| Task list |
[1] Reproduce verbatim the passage below on crypt password hashing, between "The Electronic Frontier" and "we had access.", inclusive.
[2] Answer these questions using the passage below on crypt password hashing:
(a) In 1977, how many times per second could crypt be evaluated on a VAX-11/780?
(b) How long did the Electronic Frontier Foundation's DES cracker take to crack a 56-bit key?
(c) How long would brute-forcing traditional crypt take on the fastest alpha processor the authors had access to?
[3] Write the next part of the passage below on crypt password hashing, picking up after its final sentence.

| Document |
In 1977 on a VAX-11/780, crypt could be evaluated about 3.6 times per second. In the last 20 years, machine speed has increased dramatically and the algorithm has been optimized in various ways.

The Electronic Frontier Foundation built a DES cracker in 1998 and was able to crack a 56-bit key in 56 hours with an average search rate of about $88\cdot 10^9$ keys per second [6]. While the EFF DES cracker cannot be used for password guessing, a comparable machine could crack traditional crypt by brute force in 22 days, compared to 875 years on the fastest alpha processor to which we had access.

The impact of increasing processor speed and better optimization of the password hashing algorithm is shown in Figure 5.

Both traditional and MD5 crypt operate with a fixed number of rounds. On a modern Alpha processor, traditional crypt can already be computed fast enough to render it unusable with readable password files. When using specialized DES hardware, the computing time can be reduced again by several orders of magnitude.

| Supplied information |
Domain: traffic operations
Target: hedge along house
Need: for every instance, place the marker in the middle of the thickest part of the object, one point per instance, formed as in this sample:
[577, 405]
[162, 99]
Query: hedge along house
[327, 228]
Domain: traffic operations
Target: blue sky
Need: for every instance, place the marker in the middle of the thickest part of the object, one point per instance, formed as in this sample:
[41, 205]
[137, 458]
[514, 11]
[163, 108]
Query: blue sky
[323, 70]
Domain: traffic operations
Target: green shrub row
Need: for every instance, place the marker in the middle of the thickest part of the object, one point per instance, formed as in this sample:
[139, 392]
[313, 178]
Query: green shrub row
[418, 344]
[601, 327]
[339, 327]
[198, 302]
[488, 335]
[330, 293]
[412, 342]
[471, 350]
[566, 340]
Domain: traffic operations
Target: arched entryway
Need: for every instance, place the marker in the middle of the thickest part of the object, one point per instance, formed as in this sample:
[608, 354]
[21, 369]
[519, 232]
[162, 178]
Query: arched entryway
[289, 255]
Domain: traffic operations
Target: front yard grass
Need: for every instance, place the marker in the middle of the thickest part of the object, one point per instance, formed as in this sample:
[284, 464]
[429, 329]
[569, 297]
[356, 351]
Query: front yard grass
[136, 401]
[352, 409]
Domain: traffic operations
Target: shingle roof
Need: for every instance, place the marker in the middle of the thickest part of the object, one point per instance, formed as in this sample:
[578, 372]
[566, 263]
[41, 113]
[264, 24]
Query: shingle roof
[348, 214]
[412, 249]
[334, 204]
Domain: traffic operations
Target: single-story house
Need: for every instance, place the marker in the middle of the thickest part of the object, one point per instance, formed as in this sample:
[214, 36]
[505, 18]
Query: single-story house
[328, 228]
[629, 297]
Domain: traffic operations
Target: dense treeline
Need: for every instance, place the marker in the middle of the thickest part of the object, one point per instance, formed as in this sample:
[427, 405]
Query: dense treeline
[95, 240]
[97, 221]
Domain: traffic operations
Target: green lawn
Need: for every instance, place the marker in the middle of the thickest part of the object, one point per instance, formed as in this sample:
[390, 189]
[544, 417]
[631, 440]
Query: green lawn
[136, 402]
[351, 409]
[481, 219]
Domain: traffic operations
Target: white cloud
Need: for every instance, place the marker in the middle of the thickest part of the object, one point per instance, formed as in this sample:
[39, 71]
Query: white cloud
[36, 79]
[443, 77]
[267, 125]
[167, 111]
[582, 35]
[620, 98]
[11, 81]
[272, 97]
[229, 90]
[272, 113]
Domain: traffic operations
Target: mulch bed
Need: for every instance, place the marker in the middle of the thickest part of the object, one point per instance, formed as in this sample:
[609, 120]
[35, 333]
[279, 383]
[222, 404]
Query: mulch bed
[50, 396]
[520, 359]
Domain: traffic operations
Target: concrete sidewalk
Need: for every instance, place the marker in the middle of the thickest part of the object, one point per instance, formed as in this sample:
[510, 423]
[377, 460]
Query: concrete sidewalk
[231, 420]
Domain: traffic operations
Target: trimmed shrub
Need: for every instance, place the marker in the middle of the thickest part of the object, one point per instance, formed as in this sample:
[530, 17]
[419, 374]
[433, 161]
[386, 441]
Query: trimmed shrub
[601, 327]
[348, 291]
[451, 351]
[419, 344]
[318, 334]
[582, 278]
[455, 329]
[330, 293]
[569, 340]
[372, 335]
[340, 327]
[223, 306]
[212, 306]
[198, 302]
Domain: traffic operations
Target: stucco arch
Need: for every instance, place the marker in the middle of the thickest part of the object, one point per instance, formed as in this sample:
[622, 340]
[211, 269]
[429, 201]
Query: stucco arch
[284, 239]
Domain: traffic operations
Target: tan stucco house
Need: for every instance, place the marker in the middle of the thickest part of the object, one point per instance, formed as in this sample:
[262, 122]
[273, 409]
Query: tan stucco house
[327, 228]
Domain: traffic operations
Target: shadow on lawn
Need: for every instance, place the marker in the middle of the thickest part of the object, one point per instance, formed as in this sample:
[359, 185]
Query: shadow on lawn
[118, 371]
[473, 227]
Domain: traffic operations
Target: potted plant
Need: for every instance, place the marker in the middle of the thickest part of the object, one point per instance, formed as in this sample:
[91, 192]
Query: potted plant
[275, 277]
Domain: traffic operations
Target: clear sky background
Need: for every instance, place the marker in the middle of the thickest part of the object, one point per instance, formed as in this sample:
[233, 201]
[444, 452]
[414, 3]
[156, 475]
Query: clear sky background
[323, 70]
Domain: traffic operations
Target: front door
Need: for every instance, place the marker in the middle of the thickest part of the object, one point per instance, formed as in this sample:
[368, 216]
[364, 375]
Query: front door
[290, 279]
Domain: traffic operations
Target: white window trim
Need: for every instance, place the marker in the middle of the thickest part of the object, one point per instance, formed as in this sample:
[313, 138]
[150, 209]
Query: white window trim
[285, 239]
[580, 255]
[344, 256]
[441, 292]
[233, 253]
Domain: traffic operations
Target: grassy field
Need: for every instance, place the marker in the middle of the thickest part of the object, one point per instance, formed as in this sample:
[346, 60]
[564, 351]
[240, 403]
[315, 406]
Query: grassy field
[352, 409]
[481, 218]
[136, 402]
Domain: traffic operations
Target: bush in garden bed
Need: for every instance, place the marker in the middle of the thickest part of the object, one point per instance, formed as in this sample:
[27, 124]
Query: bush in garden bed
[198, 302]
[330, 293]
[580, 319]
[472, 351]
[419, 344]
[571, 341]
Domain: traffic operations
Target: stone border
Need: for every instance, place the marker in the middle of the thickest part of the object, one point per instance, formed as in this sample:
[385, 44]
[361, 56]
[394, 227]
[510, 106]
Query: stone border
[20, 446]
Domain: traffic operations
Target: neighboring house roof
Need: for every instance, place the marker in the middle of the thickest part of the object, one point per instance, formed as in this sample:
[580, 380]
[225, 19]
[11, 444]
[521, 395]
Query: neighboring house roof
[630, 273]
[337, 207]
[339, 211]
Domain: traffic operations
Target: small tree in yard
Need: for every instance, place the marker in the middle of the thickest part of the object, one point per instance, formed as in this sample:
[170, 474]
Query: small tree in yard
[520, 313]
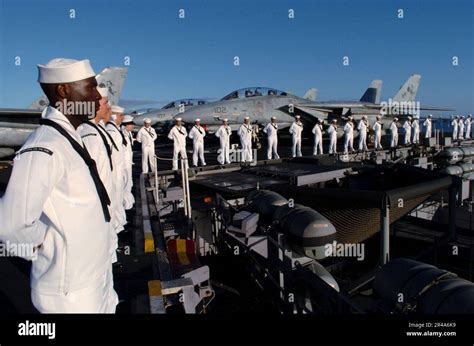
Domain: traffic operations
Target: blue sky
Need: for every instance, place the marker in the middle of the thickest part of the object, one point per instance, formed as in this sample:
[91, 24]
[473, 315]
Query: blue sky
[175, 58]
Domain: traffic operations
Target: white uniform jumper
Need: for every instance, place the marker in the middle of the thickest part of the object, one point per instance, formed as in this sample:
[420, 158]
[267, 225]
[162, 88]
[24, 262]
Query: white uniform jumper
[178, 136]
[197, 134]
[363, 129]
[378, 135]
[147, 137]
[223, 133]
[129, 200]
[296, 129]
[245, 132]
[58, 204]
[407, 127]
[318, 139]
[332, 131]
[348, 137]
[272, 135]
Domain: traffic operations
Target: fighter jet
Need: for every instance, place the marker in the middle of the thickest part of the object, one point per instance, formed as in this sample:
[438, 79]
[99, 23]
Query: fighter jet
[17, 124]
[160, 117]
[261, 103]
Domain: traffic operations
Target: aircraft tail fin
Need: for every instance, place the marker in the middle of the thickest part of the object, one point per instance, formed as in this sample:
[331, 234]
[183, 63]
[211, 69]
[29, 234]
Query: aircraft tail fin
[408, 90]
[372, 94]
[311, 94]
[39, 104]
[112, 78]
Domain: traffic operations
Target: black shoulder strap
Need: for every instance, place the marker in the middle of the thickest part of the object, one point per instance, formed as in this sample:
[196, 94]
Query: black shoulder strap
[104, 131]
[124, 142]
[101, 191]
[106, 144]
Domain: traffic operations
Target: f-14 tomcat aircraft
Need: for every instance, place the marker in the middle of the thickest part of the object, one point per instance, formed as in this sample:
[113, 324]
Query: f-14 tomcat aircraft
[163, 115]
[261, 103]
[17, 124]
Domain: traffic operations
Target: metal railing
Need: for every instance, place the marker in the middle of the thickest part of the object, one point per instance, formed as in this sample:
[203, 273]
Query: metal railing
[185, 183]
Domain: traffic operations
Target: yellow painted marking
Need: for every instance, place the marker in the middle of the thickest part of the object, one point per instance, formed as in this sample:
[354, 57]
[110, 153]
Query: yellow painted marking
[154, 288]
[149, 243]
[181, 246]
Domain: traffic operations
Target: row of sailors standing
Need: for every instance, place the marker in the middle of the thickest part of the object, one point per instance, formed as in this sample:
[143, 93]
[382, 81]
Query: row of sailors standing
[68, 191]
[246, 134]
[461, 127]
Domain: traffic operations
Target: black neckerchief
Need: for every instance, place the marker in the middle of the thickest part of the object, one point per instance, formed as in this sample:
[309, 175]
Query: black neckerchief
[108, 136]
[124, 142]
[84, 154]
[179, 130]
[106, 144]
[149, 132]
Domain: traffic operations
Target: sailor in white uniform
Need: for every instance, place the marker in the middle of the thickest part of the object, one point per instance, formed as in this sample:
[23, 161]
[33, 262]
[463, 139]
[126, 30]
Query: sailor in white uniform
[318, 138]
[127, 128]
[348, 135]
[223, 133]
[178, 135]
[378, 133]
[332, 132]
[363, 129]
[245, 133]
[118, 158]
[56, 203]
[271, 131]
[295, 130]
[197, 134]
[147, 137]
[407, 128]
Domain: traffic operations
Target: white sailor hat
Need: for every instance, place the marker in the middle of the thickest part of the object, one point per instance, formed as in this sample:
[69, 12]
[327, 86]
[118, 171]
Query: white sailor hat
[127, 120]
[61, 70]
[117, 109]
[104, 92]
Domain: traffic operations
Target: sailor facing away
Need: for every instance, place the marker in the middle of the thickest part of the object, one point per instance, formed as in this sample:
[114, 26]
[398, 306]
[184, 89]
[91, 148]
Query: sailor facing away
[407, 128]
[461, 128]
[318, 138]
[427, 124]
[467, 123]
[348, 135]
[118, 158]
[332, 131]
[245, 132]
[416, 130]
[271, 131]
[127, 128]
[394, 133]
[147, 137]
[378, 133]
[295, 130]
[455, 126]
[197, 134]
[178, 135]
[363, 128]
[223, 133]
[99, 146]
[55, 203]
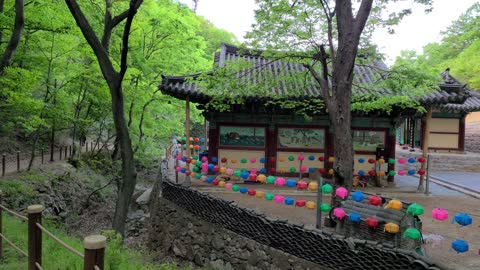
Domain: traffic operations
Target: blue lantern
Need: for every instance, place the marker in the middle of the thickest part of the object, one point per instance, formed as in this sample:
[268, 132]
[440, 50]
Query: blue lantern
[358, 196]
[462, 219]
[289, 201]
[354, 217]
[460, 246]
[244, 175]
[291, 183]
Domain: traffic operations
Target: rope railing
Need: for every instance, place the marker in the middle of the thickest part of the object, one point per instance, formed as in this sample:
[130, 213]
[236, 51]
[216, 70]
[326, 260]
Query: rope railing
[24, 218]
[59, 241]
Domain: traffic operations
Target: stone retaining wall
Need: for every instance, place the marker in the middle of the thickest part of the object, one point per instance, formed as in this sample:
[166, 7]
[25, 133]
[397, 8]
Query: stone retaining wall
[176, 231]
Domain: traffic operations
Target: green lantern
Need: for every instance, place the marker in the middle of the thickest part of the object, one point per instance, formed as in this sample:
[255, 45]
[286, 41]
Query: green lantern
[415, 209]
[325, 208]
[269, 196]
[327, 189]
[411, 233]
[270, 179]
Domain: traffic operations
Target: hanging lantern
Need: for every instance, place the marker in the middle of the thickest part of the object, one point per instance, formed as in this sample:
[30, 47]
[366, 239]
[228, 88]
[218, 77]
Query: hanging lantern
[300, 203]
[260, 194]
[375, 200]
[341, 192]
[358, 196]
[415, 209]
[280, 182]
[412, 233]
[460, 246]
[313, 186]
[339, 213]
[278, 199]
[371, 222]
[269, 196]
[354, 217]
[302, 184]
[325, 208]
[391, 228]
[327, 189]
[310, 205]
[289, 201]
[462, 219]
[394, 204]
[291, 183]
[439, 214]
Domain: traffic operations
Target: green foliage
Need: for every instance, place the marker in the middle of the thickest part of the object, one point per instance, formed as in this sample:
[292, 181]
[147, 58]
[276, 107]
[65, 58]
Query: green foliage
[117, 257]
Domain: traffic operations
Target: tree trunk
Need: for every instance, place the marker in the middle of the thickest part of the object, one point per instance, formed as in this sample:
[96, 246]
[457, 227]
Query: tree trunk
[128, 164]
[16, 36]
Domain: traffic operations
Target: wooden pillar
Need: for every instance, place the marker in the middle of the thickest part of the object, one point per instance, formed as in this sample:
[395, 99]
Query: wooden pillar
[425, 144]
[94, 246]
[34, 236]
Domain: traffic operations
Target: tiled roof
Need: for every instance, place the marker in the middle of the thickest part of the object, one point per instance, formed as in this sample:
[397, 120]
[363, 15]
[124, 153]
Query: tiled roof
[183, 86]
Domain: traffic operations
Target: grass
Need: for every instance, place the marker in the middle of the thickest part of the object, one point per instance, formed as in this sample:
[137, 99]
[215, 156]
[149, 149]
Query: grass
[55, 257]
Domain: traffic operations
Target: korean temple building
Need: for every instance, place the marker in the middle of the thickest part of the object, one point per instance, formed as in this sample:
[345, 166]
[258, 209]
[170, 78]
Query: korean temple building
[252, 130]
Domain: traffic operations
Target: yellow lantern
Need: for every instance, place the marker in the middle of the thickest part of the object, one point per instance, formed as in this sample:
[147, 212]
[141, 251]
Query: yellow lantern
[391, 228]
[313, 186]
[261, 178]
[310, 205]
[394, 204]
[259, 194]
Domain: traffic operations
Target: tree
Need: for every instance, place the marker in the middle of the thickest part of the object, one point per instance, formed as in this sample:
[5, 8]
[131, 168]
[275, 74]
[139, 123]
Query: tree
[114, 81]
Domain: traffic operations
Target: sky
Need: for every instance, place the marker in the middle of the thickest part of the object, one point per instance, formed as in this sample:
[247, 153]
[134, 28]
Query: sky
[414, 32]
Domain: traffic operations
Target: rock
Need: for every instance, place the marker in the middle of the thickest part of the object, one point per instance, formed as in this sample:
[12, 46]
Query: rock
[145, 197]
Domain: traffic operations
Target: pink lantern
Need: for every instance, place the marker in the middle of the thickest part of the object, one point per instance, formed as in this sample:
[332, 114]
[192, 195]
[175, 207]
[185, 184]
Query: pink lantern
[339, 213]
[341, 192]
[279, 182]
[302, 184]
[440, 214]
[278, 199]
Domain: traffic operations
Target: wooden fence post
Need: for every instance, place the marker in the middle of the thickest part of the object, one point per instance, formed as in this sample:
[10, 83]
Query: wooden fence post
[4, 163]
[94, 252]
[34, 236]
[18, 161]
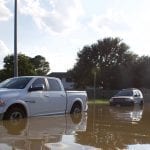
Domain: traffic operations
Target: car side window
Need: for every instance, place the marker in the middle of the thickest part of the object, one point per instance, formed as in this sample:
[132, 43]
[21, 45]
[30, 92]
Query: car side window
[54, 85]
[39, 81]
[136, 94]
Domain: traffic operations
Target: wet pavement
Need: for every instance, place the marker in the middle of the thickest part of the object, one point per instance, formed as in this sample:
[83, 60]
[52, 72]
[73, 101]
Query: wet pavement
[102, 127]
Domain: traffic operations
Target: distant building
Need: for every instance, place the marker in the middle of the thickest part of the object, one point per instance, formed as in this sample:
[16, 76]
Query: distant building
[66, 80]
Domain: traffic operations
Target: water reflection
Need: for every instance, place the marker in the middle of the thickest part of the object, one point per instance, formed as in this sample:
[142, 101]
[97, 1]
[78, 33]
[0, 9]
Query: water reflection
[41, 132]
[132, 114]
[102, 127]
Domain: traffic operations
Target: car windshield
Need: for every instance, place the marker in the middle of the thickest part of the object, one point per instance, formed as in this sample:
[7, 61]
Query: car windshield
[124, 93]
[15, 83]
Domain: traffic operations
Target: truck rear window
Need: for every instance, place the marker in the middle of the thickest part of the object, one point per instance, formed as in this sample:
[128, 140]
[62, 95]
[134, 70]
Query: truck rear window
[15, 83]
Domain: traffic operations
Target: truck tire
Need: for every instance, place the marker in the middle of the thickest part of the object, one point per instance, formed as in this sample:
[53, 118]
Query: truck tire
[14, 113]
[76, 108]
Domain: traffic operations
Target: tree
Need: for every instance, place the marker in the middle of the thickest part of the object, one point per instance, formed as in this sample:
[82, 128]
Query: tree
[142, 72]
[101, 57]
[26, 66]
[40, 64]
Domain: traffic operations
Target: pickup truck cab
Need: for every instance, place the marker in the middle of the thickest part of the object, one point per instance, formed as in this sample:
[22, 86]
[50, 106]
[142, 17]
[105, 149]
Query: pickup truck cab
[27, 96]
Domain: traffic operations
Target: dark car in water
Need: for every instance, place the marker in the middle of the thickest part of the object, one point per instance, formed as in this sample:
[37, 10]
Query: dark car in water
[127, 97]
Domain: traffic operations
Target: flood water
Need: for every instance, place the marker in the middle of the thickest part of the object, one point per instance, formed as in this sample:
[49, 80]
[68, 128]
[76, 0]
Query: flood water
[102, 127]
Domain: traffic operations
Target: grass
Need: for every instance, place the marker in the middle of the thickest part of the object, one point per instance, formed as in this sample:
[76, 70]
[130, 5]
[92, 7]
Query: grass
[98, 101]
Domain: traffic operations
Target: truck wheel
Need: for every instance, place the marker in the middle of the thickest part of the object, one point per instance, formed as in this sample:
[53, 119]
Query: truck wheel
[14, 113]
[76, 108]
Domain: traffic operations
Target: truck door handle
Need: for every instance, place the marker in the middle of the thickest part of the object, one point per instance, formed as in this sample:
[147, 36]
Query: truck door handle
[30, 101]
[47, 96]
[62, 95]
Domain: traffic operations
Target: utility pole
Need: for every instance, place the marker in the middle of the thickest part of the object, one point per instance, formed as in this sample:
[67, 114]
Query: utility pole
[15, 40]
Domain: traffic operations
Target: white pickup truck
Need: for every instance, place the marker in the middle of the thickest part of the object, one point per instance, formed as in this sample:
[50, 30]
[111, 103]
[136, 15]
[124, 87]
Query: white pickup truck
[27, 96]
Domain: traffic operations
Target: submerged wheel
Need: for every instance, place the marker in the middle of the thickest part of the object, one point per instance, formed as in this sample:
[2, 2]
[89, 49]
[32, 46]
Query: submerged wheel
[141, 103]
[76, 108]
[14, 113]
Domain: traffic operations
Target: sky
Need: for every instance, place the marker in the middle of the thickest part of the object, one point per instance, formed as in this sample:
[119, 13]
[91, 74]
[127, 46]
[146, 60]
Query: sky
[59, 29]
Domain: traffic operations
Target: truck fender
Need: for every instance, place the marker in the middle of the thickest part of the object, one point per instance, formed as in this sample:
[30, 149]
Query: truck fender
[21, 102]
[78, 100]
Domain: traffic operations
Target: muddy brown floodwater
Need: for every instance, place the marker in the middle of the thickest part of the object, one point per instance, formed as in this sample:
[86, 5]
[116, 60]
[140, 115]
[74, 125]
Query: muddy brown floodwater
[102, 127]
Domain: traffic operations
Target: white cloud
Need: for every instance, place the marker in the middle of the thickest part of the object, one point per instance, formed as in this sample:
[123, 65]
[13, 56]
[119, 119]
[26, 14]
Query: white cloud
[110, 23]
[4, 51]
[5, 13]
[54, 16]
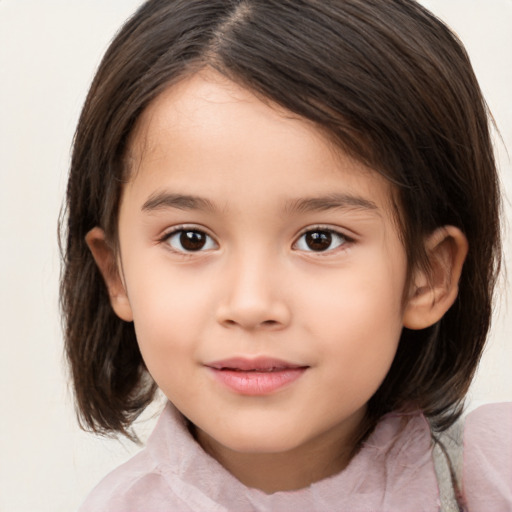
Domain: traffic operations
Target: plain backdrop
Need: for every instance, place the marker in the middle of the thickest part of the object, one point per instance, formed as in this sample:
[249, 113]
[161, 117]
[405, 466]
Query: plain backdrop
[49, 50]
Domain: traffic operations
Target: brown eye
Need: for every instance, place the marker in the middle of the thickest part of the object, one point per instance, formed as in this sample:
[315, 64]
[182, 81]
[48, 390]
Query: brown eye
[190, 240]
[320, 240]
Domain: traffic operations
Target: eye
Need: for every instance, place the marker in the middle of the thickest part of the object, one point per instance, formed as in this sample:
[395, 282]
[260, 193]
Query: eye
[320, 240]
[190, 240]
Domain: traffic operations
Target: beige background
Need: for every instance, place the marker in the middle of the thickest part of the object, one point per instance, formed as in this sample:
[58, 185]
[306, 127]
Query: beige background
[49, 50]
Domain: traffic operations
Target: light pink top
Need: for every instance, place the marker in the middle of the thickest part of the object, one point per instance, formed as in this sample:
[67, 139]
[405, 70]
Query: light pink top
[394, 472]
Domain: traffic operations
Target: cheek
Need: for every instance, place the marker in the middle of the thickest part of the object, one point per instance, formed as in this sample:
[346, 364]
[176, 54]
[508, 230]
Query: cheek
[168, 311]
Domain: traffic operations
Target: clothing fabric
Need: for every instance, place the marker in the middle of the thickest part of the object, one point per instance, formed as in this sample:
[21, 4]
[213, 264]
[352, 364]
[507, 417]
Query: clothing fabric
[393, 472]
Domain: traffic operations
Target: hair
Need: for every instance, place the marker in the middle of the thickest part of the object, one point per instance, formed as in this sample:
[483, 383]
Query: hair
[389, 83]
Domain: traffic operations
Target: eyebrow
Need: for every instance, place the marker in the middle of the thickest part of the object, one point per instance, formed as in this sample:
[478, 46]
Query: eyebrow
[331, 202]
[162, 200]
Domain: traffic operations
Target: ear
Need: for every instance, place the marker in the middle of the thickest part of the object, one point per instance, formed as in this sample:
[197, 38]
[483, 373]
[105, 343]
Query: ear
[433, 291]
[105, 259]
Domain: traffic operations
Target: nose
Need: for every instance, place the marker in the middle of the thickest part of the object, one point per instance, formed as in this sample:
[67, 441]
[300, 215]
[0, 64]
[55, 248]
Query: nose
[254, 296]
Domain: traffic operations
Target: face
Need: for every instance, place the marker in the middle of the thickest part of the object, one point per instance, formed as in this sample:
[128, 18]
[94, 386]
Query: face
[262, 269]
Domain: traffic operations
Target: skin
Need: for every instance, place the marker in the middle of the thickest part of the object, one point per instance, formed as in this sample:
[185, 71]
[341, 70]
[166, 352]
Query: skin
[264, 178]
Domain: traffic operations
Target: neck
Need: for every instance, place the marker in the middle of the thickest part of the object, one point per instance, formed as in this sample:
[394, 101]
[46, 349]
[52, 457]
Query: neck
[295, 469]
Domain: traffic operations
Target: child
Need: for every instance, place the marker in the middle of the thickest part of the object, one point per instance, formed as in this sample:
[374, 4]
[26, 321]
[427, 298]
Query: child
[284, 214]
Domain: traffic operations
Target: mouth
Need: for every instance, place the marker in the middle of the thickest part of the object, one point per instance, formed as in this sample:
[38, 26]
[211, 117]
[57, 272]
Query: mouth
[256, 377]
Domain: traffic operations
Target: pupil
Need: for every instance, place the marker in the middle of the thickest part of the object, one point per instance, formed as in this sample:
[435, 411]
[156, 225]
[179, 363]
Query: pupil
[318, 240]
[192, 240]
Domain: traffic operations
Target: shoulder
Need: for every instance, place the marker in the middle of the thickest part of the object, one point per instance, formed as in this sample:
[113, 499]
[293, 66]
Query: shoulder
[487, 470]
[136, 485]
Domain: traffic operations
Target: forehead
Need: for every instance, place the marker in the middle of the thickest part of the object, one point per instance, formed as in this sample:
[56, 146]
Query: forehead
[207, 130]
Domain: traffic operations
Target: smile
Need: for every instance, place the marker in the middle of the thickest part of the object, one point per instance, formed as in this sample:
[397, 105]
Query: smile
[255, 377]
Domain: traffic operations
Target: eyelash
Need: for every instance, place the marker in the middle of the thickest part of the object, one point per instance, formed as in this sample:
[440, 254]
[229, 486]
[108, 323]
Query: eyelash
[210, 243]
[187, 229]
[342, 238]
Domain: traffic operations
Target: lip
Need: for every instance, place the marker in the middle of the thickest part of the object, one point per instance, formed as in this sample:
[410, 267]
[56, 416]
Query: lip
[256, 377]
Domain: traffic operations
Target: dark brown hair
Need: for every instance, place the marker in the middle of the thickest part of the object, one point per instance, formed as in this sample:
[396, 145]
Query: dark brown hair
[385, 79]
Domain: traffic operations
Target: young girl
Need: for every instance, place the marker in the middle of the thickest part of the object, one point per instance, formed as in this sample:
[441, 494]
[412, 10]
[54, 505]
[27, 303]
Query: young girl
[284, 214]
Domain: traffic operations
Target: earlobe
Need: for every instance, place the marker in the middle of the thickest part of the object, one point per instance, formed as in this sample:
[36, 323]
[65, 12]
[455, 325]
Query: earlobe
[105, 259]
[433, 291]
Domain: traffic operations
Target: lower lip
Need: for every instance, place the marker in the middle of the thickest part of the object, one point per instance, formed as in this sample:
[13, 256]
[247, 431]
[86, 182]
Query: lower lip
[257, 383]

| Exercise results |
[1]
The Electronic Frontier Foundation built a DES cracker in 1998 and was able to crack a 56-bit key in 56 hours with an average search rate of about $88\cdot 10^9$ keys per second [6]. While the EFF DES cracker cannot be used for password guessing, a comparable machine could crack traditional crypt by brute force in 22 days, compared to 875 years on the fastest alpha processor to which we had access.

[2]
(a) About 3.6 times per second.
(b) 56 hours.
(c) 875 years.

[3]
Neither traditional nor MD5 crypt support a variable number of rounds. With increasing processing power, these functions become steadily easier to compute. In contrast, bcrypt will adapt to more powerful attackers. Moreover, its inner loop relies exclusively on operations that are efficient on general-purpose CPUs, leaving little opportunity for specialized hardware to achieve dramatic improvements.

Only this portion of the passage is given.